## Extract provided
• • • • • • •
When bisphenol-A (BPA), commonly used for manufacturing plastic containers and baby bottles, was linked to endocrine disruption and contamination of water bodies, EU and the US banned certain products containing BPA. By design, environmental regulations focus on individual compounds, so what did chemical companies do? They substituted BPA with a “structurally similar chemical” like bisphenol-S (BPS). Since BPS and BPA are almost chemically identical, the manufacturers could just use BPS in their production. Legally, however, BPS is a different entity that does not come under the same regulation. Chemical substitutions are more dangerous because we don’t exactly know whether the substitute will be safer.

Dealing with regrettable substitutions is actually quite simple. As the Restrictions Roadmap proposed, considering entire chemical groups limits how far chemical companies can go with their substitutions. We must make sure that legislation does not differentiate between similar chemical compounds but actually views it as an entire class of substances that cause harm.

Substitutions are not the industry’s only trick. There are far more insidious operations that attempt to cause delays in an already slow regulatory process. “The chemical industry has learnt a lot from the tobacco industry,” Santos said, “they [chemical industry] replicate similar tactics of disinformation, denial, diversion, and distortion”. Regulators often request data from chemical companies during the evaluation process. What companies do is “submit incomplete or flawed chemical hazard and exposure data” which can stall the regulatory process.
• • • • • • •
## Data for review
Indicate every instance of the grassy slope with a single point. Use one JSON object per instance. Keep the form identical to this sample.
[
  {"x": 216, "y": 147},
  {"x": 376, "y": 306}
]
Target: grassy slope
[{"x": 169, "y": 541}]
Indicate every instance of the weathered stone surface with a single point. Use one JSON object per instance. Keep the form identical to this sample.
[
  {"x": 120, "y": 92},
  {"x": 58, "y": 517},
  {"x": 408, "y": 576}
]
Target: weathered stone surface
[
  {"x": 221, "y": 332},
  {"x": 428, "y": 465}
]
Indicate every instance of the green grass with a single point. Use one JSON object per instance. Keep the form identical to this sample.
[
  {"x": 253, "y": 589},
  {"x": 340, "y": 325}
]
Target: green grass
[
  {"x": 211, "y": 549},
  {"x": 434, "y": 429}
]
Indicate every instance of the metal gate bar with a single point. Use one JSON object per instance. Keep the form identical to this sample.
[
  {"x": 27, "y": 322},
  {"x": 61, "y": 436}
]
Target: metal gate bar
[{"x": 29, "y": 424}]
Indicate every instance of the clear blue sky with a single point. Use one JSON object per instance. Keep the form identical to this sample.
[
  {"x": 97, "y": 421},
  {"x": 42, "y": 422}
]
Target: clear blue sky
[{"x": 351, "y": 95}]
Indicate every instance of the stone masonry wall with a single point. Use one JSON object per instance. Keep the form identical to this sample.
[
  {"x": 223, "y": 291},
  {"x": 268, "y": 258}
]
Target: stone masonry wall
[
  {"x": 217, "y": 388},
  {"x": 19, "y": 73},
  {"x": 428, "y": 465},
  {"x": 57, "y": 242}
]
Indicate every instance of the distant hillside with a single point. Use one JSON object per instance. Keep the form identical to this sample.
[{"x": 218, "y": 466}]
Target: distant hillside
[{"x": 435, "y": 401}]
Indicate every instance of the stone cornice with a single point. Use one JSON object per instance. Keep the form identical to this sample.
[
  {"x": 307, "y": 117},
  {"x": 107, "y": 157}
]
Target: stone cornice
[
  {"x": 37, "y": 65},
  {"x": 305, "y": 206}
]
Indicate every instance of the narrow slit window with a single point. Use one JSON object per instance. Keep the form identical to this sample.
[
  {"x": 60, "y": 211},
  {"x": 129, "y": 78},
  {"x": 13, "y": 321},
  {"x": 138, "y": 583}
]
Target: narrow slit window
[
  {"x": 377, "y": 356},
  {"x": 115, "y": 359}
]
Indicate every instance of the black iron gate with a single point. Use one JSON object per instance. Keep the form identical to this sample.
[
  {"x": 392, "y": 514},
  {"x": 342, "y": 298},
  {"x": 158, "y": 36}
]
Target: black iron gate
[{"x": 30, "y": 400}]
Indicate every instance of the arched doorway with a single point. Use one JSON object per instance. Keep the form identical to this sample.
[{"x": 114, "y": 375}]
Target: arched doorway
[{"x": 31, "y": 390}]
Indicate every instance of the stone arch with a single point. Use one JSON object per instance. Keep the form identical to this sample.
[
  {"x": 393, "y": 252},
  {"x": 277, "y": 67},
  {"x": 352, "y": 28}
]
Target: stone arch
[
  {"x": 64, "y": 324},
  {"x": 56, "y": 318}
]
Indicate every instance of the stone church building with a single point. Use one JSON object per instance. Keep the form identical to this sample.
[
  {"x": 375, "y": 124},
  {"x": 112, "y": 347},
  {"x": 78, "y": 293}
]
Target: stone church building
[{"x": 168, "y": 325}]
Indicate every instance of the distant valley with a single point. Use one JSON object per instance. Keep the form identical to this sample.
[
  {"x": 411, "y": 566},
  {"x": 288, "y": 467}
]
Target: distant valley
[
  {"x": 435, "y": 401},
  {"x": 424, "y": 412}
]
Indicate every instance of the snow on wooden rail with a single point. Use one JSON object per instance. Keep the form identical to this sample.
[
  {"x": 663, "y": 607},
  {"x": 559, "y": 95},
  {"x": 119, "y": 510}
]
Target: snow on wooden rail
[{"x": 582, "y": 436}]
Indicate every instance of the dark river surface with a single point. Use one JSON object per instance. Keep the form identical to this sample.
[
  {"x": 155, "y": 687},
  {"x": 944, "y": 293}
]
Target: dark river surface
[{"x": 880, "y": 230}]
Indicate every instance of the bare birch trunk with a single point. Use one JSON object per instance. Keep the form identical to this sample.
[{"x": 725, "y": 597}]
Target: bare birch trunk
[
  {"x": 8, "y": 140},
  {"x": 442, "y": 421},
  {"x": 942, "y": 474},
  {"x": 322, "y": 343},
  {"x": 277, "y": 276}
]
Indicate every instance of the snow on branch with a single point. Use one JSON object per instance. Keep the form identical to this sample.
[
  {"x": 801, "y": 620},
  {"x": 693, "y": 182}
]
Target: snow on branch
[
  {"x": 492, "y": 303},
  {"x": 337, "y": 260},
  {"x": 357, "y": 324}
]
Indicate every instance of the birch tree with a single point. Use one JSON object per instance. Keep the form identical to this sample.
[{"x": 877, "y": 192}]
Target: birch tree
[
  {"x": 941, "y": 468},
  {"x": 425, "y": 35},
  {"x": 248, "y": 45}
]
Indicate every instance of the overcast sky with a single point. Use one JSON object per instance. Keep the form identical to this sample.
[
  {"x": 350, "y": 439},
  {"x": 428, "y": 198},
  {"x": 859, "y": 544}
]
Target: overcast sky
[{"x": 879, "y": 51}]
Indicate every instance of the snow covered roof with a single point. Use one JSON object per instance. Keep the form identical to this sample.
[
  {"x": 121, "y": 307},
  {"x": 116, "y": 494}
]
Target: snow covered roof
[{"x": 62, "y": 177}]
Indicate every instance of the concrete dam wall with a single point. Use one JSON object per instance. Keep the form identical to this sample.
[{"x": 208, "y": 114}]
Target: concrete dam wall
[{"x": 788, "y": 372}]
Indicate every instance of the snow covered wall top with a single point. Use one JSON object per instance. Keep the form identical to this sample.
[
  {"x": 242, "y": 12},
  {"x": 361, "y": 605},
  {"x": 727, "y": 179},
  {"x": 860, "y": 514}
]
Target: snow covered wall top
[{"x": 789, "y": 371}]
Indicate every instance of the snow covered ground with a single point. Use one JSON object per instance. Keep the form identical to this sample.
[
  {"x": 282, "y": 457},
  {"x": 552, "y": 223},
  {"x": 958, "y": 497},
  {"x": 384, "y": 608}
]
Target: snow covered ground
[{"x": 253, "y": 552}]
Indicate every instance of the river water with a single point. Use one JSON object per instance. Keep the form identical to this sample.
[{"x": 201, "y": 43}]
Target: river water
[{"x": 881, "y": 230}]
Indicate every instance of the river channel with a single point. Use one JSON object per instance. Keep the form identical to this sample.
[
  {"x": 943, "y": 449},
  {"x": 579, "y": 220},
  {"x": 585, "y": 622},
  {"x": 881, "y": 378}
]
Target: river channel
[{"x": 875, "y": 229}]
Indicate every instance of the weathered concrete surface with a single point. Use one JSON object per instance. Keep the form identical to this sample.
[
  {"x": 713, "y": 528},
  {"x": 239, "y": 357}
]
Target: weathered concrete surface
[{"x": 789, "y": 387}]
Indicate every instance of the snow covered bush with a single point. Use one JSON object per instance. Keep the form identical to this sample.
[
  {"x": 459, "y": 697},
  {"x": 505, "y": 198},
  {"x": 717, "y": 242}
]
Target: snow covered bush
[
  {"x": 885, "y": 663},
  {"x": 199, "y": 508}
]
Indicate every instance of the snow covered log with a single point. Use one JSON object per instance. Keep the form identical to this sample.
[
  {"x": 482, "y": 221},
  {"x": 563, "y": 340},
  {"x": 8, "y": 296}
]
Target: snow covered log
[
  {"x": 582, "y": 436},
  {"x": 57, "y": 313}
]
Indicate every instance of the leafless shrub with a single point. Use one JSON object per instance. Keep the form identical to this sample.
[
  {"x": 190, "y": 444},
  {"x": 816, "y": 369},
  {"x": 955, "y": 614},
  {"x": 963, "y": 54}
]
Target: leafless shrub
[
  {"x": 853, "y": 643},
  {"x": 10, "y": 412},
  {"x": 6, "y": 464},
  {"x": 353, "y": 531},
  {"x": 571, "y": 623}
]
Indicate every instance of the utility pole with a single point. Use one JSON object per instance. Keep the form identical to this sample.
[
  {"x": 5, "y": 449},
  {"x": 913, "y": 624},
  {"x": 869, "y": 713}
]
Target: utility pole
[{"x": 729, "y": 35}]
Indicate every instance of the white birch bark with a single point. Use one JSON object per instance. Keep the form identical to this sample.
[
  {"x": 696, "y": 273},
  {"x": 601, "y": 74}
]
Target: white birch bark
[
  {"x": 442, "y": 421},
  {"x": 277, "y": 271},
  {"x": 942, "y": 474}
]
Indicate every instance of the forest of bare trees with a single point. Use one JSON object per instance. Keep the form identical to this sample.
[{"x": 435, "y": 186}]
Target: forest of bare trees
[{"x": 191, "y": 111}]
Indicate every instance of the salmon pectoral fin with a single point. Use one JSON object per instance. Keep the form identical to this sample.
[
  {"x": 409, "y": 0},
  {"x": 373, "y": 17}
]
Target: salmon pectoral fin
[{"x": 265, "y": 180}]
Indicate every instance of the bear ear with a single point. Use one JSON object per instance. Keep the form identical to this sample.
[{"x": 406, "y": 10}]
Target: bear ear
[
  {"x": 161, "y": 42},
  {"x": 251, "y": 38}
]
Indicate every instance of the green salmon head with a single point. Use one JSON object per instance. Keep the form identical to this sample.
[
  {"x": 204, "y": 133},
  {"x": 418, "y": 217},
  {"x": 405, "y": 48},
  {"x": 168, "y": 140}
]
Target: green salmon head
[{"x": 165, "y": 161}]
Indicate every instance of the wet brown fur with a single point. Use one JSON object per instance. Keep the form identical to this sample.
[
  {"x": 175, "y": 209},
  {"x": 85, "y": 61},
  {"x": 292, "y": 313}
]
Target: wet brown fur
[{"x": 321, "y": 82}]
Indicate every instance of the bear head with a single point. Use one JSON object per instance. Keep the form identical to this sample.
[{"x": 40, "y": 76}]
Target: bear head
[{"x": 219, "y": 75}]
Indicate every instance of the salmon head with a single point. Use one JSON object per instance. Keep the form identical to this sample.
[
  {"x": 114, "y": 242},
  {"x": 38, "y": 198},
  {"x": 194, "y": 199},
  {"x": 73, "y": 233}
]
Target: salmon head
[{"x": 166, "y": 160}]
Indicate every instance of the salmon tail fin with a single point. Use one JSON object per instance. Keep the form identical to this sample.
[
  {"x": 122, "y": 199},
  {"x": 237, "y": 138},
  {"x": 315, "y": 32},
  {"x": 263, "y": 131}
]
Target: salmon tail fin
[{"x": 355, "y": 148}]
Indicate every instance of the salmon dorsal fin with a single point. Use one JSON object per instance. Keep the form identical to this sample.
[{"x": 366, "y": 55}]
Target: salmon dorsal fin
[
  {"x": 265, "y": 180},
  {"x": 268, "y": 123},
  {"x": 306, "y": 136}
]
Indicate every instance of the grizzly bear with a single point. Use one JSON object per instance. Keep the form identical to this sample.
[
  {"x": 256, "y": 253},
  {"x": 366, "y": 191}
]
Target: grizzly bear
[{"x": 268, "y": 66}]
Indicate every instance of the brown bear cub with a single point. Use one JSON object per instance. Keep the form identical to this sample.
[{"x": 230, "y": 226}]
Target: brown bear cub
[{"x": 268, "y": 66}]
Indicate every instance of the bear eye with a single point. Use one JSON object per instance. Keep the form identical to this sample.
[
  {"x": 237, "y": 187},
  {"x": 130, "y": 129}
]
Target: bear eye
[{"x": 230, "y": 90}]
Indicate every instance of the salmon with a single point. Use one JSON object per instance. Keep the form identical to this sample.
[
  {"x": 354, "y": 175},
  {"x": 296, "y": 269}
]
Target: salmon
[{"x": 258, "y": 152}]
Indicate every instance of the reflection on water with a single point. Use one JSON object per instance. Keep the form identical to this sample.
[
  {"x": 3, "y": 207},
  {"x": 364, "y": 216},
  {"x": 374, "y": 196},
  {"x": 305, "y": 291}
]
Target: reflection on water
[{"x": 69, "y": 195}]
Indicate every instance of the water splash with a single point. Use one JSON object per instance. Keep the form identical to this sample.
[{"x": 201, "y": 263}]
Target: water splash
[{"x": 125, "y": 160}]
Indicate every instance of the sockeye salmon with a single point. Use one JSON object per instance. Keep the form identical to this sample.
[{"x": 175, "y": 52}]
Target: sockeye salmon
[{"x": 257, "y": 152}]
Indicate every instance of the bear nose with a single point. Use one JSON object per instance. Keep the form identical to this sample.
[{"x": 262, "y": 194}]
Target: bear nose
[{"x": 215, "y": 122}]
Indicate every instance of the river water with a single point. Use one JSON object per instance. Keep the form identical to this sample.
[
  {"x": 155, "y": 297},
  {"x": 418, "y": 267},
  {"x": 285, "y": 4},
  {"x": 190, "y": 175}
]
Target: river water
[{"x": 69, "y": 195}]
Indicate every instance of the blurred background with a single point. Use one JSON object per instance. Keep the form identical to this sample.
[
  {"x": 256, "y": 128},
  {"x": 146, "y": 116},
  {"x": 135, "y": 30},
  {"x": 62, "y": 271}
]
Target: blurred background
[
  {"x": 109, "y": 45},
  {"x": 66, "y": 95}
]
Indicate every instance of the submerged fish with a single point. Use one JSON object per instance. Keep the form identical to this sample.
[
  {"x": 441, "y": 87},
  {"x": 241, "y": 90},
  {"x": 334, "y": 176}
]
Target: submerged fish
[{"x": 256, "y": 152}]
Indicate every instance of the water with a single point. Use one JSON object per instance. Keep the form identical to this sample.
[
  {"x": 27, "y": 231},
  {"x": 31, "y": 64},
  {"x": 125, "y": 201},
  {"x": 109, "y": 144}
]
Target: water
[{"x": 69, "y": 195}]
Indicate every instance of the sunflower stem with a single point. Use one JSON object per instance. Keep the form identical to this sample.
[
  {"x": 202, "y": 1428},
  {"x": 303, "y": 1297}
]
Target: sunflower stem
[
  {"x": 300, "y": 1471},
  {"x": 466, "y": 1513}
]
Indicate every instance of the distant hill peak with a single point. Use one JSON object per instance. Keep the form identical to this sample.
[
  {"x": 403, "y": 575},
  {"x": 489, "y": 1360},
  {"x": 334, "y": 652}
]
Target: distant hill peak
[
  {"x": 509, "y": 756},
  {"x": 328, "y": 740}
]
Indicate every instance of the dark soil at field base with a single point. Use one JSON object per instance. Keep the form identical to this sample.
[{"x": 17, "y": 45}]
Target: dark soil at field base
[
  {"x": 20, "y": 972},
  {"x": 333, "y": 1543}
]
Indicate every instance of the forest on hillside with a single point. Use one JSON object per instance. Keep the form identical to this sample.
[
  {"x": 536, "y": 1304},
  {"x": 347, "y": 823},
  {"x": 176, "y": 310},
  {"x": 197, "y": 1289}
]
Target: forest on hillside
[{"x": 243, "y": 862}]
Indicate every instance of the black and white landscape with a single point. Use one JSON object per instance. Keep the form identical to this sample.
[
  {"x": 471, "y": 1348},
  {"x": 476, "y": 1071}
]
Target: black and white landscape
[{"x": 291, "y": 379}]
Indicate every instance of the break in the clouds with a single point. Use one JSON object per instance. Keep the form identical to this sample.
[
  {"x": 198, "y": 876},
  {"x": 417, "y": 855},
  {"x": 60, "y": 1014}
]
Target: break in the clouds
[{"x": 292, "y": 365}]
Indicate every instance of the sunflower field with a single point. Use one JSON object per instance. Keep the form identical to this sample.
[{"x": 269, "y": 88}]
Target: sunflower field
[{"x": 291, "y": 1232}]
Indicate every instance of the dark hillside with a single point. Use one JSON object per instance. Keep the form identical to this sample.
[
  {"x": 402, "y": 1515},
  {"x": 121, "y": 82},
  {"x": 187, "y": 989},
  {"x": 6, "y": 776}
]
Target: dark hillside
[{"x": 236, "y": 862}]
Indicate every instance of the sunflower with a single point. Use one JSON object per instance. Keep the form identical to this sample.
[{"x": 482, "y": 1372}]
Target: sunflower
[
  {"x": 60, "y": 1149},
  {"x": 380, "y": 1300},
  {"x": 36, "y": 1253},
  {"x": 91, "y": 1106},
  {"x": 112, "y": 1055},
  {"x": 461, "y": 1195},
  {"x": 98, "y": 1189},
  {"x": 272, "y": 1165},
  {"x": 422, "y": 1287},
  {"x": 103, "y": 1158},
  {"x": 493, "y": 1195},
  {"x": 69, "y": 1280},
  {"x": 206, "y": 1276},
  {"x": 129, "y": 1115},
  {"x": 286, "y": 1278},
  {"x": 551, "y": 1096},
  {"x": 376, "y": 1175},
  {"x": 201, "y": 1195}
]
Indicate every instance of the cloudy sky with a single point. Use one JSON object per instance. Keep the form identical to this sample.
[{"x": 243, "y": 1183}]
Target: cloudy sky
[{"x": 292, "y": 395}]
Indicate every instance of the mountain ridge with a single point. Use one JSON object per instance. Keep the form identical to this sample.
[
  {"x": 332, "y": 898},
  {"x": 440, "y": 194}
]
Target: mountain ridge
• • • • • • •
## Task directions
Please copy the passage on chemical substitutions word for word, starting at "Substitutions are not" and ending at "the regulatory process.". The listing is separate material from the passage on chemical substitutions.

## Exercise result
Substitutions are not the industry’s only trick. There are far more insidious operations that attempt to cause delays in an already slow regulatory process. “The chemical industry has learnt a lot from the tobacco industry,” Santos said, “they [chemical industry] replicate similar tactics of disinformation, denial, diversion, and distortion”. Regulators often request data from chemical companies during the evaluation process. What companies do is “submit incomplete or flawed chemical hazard and exposure data” which can stall the regulatory process.